» **SUPPLIED PASSAGE**

"""

You should talk to KB87.  I believe she used the very effective method of wearing her hubby down over time via constantly asking for a second dog and making comments about how nice it would be to have a second in such and such a circumstance. I put this same method to good use 12 years ago with my mom and ended up with my second dog, but it took months and months. Perhaps you could use Valentine's Day to your advantage! 

Good luck! They sure are hard to resist!


----------



## mommaofalot

Thanks for the advice! The kids and I were talking about Koda going to Cookie and Jerry for training and my 4 year old started sobbing. I grabbed my phone to record it to send to the hubs just cause it was so sweet... during the tears I asked him what would make him feel better and he said... I probably need another puppy!! hahaha You better believe I sent that so fast to the hubs to get this ball rolling. Hopefully it works as I don't have much time to dally with this! Fingers crossed!!!! ;D


----------



## mswhipple

It truly would be a shame for you to miss this opportunity to get a real sister for Koda. Good luck in your endeavor!! ;D


----------



## dextersmom

Send hubby the puppy pics. Problem solved? :

Pretty sure I just told my husband, "Guess what? We put down a deposit on a weim today!" I figured since I do all the work, I got to make the call


----------



## Bob Engelhardt

mommaofalot said:


> .... And now a little puppy porn for u


What a sweet picture! Ellie Mae has such a loving look on her.

"""

» **OBJECTIVE A**
Lay out the records below as a two-column CSV titled task and answer. Give one row per record, with each field quoted and any line breaks replaced by spaces.

» **INPUT DATA**
"""

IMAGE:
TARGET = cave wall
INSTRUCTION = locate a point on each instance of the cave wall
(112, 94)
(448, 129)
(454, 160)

"""

» **OBJECTIVE B**
Pick up the forum thread about getting a second puppy after its last post and write what comes next.

» **EXERCISE OUTPUT A**
task,answer
"IMAGE: TARGET = cave wall INSTRUCTION = locate a point on each instance of the cave wall","(112, 94) (448, 129) (454, 160)"

» **EXERCISE OUTPUT B**
You know, 2 are really much better than one. And not that much more work. I'll bet that your husband wants another one too, but doesn't want to admit it. 

Bob


----------



## mommaofalot

I guess I should add we have 5 kids, three beagles, 11 chickens, and one V  ... But we have already talked about getting another V so in my opinion why wait lol. He has seen the pic and of course it is tugging at his heart strings. She loves her beagle siblings but she wears them out to quick and days that my husband takes them out rabbit hunting they have no energy to play. Any hunters have an opinion on if its better to have two dogs that can hunt as opposed to just one? I know with beagles its a lot more fun with more dogs but we are new to the bird dog aspect of things.


----------



## R E McCraith

momm - with the MOB that already lives with you - just pick up the PUP - may V weeks V4 the hubby notices the new pup - then it is 2 LATE - LOL


----------



## mommaofalot

R said:


> momm - with the MOB that already lives with you - just pick up the PUP - may V weeks V4 the hubby notices the new pup - then it is 2 LATE - LOL


Haha That is great... maybe your right!!


----------



## MeandMy3

We have five dogs - all under 5. I insisted on our first lab and our vizsla. I truly wanted to keep one of our lab pups. He almost forgot my birthday last year. Faith (lab pup) was my present. I say just tell him that you bought your own Valentine's and birthday present this year. He should be relieved that the pressure is off!


----------



## MCD

I would have no problem doing that in our house- my husband would really welcome another V. The only thing is now our breeder has a wire hair named Ellie and she is just a little thing. It might also wreak more havoc with the feline entities in our home who already hate Dharma! What can you do?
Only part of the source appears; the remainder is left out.